Which lines in the rows below contain the word "distant"? Pull out each one, treating capital and lowercase letters as different.
————————
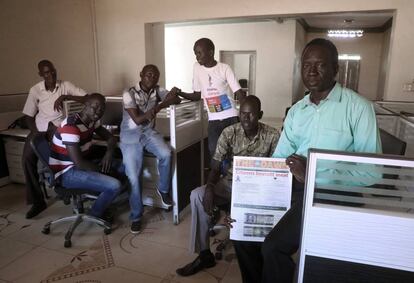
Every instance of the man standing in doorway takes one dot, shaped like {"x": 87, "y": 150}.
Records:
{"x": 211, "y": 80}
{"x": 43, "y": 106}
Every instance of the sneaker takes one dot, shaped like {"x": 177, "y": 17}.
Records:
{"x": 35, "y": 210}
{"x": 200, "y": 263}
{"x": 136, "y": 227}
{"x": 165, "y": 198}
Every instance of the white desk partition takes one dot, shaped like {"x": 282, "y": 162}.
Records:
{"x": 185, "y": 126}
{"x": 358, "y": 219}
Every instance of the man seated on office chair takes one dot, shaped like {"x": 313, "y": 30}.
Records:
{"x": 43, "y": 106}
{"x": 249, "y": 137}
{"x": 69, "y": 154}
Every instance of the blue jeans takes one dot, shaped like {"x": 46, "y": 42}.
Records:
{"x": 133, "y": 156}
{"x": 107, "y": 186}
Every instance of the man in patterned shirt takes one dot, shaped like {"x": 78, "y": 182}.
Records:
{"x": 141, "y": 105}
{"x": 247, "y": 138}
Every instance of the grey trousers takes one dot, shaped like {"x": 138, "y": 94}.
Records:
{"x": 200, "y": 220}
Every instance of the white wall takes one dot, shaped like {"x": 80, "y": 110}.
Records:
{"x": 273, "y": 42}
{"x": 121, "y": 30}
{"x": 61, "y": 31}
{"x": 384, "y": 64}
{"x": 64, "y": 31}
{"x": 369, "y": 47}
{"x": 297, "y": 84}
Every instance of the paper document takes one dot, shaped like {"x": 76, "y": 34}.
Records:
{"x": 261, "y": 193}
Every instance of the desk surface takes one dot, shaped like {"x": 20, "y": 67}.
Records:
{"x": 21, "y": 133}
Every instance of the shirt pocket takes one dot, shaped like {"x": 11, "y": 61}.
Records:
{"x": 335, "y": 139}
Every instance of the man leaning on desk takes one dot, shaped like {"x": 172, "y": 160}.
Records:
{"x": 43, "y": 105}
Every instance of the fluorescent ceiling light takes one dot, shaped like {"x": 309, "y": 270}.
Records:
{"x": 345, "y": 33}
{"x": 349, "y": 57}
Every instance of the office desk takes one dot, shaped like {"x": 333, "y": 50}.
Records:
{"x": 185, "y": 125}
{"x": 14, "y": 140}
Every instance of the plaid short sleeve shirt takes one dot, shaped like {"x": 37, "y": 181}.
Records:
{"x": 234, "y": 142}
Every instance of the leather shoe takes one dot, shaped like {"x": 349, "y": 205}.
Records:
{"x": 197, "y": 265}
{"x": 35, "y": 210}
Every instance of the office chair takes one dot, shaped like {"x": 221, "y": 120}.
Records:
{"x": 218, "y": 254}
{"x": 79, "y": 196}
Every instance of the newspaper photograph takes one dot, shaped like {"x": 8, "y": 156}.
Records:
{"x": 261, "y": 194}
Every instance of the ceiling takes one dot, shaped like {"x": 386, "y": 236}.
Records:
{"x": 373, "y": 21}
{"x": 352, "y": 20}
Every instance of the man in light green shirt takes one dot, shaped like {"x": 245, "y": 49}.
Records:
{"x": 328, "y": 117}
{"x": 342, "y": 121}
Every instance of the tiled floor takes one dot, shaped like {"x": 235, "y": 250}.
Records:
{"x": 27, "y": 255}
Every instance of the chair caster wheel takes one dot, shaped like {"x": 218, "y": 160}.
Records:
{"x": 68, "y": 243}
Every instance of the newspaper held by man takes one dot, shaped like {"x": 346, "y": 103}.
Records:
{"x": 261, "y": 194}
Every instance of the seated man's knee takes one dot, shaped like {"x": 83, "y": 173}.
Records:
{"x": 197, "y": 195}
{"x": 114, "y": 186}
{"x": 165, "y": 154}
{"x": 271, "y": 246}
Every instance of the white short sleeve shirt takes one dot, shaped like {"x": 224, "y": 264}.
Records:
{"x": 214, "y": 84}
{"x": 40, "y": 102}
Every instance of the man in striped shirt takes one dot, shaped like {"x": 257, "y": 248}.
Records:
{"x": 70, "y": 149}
————————
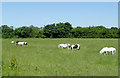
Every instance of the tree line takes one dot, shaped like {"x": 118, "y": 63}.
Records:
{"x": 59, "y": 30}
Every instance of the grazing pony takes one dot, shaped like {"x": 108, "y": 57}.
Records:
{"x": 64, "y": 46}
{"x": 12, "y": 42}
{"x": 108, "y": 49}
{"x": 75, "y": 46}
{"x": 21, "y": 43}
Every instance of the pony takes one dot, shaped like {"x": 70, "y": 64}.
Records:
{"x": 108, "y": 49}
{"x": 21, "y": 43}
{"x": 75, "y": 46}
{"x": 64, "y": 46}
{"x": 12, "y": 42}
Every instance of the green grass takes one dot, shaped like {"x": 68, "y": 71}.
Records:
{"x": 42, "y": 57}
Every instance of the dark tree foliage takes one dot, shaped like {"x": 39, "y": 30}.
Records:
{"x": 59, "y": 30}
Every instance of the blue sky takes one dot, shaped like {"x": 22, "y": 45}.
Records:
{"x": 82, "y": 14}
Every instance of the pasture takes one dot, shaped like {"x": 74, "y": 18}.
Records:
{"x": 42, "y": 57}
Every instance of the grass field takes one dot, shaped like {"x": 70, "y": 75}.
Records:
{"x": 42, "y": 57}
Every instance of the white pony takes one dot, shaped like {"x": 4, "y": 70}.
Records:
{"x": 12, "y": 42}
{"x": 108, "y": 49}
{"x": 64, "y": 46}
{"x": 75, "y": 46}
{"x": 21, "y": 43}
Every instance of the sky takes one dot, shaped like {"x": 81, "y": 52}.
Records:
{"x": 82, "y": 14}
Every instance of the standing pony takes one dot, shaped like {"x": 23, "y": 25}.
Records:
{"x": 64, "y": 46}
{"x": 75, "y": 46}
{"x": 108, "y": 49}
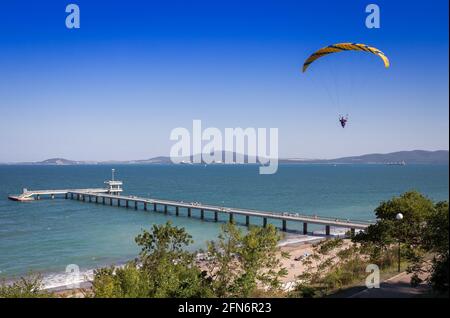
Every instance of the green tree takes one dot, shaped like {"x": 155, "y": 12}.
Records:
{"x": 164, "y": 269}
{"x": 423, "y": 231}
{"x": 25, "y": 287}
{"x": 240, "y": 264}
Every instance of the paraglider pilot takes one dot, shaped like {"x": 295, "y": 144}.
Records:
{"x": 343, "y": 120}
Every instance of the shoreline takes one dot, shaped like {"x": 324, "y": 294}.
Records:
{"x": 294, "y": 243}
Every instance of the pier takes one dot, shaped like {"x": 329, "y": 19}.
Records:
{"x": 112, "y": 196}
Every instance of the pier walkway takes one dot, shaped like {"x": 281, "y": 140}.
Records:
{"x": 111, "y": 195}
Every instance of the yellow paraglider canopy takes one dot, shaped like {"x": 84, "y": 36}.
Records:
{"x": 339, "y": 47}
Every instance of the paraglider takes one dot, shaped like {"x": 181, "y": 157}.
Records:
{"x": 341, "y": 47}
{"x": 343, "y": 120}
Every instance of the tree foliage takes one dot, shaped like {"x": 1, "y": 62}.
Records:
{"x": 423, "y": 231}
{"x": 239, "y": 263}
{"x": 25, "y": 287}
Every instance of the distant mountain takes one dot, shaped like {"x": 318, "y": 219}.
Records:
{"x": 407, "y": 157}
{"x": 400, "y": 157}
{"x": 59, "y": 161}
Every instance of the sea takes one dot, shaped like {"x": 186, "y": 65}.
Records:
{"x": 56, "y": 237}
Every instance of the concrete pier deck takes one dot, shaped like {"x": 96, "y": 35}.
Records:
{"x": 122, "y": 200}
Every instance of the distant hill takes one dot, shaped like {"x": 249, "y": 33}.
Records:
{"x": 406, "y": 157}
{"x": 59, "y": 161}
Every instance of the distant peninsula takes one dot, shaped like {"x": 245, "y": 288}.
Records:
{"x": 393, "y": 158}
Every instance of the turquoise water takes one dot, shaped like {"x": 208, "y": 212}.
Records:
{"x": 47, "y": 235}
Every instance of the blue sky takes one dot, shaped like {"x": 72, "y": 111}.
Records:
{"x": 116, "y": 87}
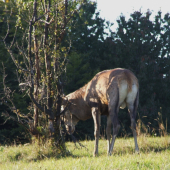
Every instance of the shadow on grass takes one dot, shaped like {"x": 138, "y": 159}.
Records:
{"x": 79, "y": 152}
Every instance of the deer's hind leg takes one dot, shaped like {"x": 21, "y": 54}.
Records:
————————
• RESPONSE FOR THIS EXERCISE:
Every instance of the distant mountain takes one dot, shaped like {"x": 318, "y": 219}.
Every instance of the distant hill takes one dot, shaped like {"x": 249, "y": 33}.
Every instance of the distant peninsula takes one dot, shaped like {"x": 245, "y": 288}.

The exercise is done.